## Given task
Extract every line of the data below and reproduce each one verbatim, leaving every character unchanged.

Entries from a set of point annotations
- - -

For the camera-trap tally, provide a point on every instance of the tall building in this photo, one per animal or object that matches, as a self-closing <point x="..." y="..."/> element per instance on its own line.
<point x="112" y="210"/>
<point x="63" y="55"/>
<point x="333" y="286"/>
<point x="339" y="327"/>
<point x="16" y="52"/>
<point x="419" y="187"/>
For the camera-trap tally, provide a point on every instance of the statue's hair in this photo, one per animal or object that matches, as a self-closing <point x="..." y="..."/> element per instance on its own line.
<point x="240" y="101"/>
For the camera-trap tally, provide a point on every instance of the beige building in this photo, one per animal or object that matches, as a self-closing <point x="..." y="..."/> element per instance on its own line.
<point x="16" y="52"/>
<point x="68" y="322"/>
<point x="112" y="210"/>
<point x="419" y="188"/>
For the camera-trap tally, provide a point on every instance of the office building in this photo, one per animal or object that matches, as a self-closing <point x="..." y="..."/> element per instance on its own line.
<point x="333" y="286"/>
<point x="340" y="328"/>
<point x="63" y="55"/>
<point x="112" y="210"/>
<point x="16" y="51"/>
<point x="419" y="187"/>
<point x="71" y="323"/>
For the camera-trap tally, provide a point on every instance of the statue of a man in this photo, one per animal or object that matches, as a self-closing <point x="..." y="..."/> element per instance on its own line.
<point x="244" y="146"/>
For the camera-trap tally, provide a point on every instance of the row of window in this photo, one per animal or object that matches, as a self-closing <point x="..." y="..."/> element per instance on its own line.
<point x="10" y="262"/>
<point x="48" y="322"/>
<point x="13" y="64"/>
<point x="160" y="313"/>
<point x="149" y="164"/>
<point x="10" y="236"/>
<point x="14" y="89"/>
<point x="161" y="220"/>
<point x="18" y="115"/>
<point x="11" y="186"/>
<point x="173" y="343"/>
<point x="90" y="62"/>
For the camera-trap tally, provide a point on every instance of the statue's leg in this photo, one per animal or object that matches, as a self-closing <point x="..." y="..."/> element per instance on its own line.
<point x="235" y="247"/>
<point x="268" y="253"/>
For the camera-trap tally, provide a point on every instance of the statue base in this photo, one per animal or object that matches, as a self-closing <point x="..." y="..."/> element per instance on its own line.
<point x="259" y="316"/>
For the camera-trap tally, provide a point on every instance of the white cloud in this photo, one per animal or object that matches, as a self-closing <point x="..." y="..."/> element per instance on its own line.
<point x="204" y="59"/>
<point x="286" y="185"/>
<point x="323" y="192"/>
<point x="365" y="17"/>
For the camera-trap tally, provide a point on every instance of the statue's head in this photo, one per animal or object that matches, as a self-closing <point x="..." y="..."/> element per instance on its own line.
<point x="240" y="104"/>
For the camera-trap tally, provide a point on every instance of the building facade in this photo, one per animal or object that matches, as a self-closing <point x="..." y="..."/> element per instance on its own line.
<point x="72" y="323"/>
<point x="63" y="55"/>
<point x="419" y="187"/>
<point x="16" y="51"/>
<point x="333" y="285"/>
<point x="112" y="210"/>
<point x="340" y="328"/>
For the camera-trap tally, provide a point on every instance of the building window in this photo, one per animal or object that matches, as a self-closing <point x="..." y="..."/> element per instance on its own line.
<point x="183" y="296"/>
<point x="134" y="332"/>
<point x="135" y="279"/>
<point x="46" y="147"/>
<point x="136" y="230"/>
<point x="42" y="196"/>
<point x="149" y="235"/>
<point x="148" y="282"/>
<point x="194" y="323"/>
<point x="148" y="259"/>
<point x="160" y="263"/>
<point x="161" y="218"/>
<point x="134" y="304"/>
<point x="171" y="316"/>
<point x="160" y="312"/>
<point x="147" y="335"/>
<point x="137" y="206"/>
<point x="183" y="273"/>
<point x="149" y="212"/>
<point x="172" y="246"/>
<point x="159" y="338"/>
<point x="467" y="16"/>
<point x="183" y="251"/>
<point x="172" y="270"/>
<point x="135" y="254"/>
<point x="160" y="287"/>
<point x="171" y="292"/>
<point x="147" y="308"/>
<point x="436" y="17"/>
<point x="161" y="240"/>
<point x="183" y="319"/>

- - -

## Result for this task
For the camera-trap tally, provide a point on every instance of the tall building in this photo, one per animal or object that matches, as a self-closing <point x="..." y="..."/> element per instance on its own line.
<point x="112" y="210"/>
<point x="63" y="55"/>
<point x="333" y="286"/>
<point x="339" y="327"/>
<point x="16" y="52"/>
<point x="419" y="187"/>
For the camera-trap tally, provide a point on every instance of the statue's hair in this photo, one per animal or object that matches, as a self-closing <point x="..." y="..."/> element per instance on its own line.
<point x="240" y="101"/>
For the camera-trap tally, provide a point on every instance of the beige building in this photo, one per animal or object that matches, as a self-closing <point x="..." y="..."/> element per instance on its own line.
<point x="16" y="52"/>
<point x="68" y="322"/>
<point x="112" y="210"/>
<point x="419" y="188"/>
For the camera-trap tally, provide a point on every instance of the office building in this photo, one per animal or object that matches, as a self-closing <point x="..." y="..."/> element per instance on its own line.
<point x="333" y="286"/>
<point x="340" y="328"/>
<point x="63" y="55"/>
<point x="112" y="210"/>
<point x="16" y="51"/>
<point x="419" y="187"/>
<point x="71" y="323"/>
For the camera-trap tally, provide a point on every instance of the statue of a man in this photo, one per animal or object that matches, as a self-closing <point x="..." y="..."/> element per instance on its own line.
<point x="244" y="146"/>
For the camera-trap tally, provide a point on every instance of the row of window in this photo, one per animal or object that matches, as a self-closing <point x="..." y="..."/> element per instance on its own line.
<point x="10" y="262"/>
<point x="48" y="322"/>
<point x="13" y="64"/>
<point x="160" y="313"/>
<point x="149" y="164"/>
<point x="10" y="236"/>
<point x="14" y="89"/>
<point x="161" y="220"/>
<point x="18" y="115"/>
<point x="11" y="186"/>
<point x="173" y="343"/>
<point x="90" y="62"/>
For the camera-trap tally, provide a point on every instance of the statue's leg in this photo, one per animal or object that matches, as a self-closing <point x="..." y="..."/> element per instance on its own line.
<point x="235" y="247"/>
<point x="268" y="253"/>
For the camera-trap tally, provide a point on every instance of the statue base in this photo, one per animal or object that matches, as a self-closing <point x="..." y="..."/> element per instance on its own line.
<point x="259" y="316"/>
For the camera-trap tally, provide a point on every instance of the white cloud in this photo, one per animal or object that matches, as a self-closing <point x="..." y="..."/> element per instance on its own line.
<point x="204" y="59"/>
<point x="286" y="185"/>
<point x="323" y="192"/>
<point x="365" y="17"/>
For the camera-trap tally, provide a point on every instance of the statue's head in this photo, one per animal or object that matches, as a self-closing <point x="..." y="..."/> element per instance on its own line.
<point x="240" y="104"/>
For the camera-trap tally, provide a point on every instance of the building facade in this photo, one per animal or object that matches, as a self-closing <point x="..." y="..."/> element per instance on its own line.
<point x="72" y="323"/>
<point x="63" y="55"/>
<point x="419" y="187"/>
<point x="16" y="51"/>
<point x="333" y="285"/>
<point x="112" y="210"/>
<point x="340" y="328"/>
For the camera-trap tally, provide a point on every instance of the building window in this photo, one per animal or object that matches, as a self-closing <point x="..." y="..."/> element per instance on its own line.
<point x="183" y="296"/>
<point x="134" y="332"/>
<point x="135" y="279"/>
<point x="46" y="147"/>
<point x="136" y="230"/>
<point x="42" y="196"/>
<point x="149" y="235"/>
<point x="148" y="282"/>
<point x="194" y="323"/>
<point x="148" y="259"/>
<point x="160" y="263"/>
<point x="161" y="218"/>
<point x="134" y="304"/>
<point x="171" y="316"/>
<point x="160" y="312"/>
<point x="147" y="335"/>
<point x="137" y="206"/>
<point x="183" y="273"/>
<point x="149" y="212"/>
<point x="172" y="246"/>
<point x="159" y="338"/>
<point x="467" y="16"/>
<point x="183" y="251"/>
<point x="172" y="270"/>
<point x="135" y="254"/>
<point x="160" y="287"/>
<point x="171" y="292"/>
<point x="147" y="308"/>
<point x="436" y="17"/>
<point x="161" y="240"/>
<point x="183" y="319"/>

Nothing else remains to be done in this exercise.